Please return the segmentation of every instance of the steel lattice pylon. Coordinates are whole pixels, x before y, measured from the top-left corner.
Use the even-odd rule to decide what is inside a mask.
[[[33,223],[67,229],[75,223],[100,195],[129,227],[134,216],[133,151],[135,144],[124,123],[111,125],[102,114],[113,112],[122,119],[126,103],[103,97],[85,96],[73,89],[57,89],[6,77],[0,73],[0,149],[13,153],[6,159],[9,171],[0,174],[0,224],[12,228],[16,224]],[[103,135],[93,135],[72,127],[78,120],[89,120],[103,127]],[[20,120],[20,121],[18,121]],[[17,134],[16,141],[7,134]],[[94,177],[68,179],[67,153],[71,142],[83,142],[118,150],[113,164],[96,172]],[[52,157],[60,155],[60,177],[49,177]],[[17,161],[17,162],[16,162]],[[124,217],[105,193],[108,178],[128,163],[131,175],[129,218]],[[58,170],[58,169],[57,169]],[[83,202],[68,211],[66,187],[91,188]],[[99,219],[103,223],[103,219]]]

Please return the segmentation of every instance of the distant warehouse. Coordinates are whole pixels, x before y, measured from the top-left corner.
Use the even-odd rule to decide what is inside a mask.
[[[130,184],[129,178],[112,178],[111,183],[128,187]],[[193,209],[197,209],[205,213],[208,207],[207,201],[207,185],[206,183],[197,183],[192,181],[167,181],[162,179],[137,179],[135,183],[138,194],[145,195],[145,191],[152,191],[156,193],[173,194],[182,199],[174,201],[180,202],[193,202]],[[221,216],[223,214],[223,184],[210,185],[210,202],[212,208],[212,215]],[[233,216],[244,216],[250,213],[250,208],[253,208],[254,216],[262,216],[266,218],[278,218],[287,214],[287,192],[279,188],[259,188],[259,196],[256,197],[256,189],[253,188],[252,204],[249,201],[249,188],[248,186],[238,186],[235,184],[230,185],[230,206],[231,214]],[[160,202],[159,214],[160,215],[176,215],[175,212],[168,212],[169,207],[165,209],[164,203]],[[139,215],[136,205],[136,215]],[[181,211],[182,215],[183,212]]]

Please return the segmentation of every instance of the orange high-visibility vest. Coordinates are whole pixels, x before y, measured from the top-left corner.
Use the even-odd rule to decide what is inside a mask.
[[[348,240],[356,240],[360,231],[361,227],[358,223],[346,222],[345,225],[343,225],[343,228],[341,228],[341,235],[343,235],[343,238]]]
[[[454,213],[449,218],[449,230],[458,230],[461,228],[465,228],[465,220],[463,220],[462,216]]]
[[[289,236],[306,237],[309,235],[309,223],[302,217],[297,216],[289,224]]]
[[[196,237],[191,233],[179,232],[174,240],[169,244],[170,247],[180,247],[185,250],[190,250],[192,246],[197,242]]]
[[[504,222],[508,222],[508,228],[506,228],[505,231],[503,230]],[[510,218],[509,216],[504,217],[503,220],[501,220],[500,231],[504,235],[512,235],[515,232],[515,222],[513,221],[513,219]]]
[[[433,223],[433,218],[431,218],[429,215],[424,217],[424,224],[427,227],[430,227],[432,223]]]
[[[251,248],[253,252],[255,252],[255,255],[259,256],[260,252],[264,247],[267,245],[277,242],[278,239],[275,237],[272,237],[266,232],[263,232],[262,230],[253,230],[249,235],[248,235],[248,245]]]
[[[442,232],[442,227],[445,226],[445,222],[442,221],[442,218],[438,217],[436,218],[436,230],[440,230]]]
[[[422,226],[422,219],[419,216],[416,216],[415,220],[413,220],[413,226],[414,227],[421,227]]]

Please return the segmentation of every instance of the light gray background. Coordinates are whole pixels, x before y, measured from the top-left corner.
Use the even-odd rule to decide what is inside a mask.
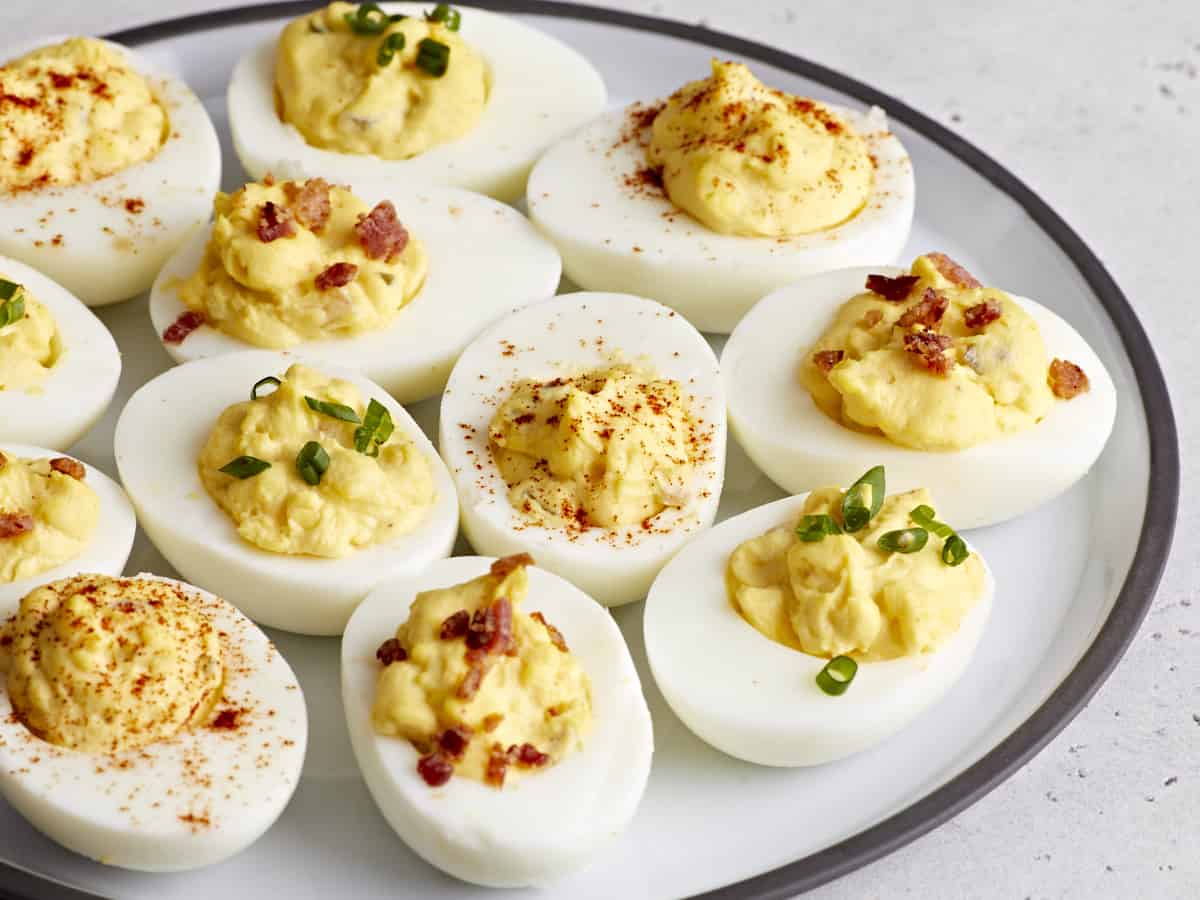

────────────────────────────────────────

TASK GOAL: Pull out each line of the records holding the string "return".

ANSWER BELOW:
Please return the segmentation of every instance of the steel lattice pylon. Coordinates are whole pixels, x before y, measured from the top-left corner.
Please return the segmentation of every instance of the distant warehouse. Coordinates are whole pixels, x before y, measured from the top-left corner.
Please return the segmentation of every instance of the orange high-visibility vest. Coordinates are whole pixels, x before y, measured from the top-left corner.
Please return the segmentation of every instance of the light gray background. Coordinates are whole pixels, x before y, measured from the top-left corner.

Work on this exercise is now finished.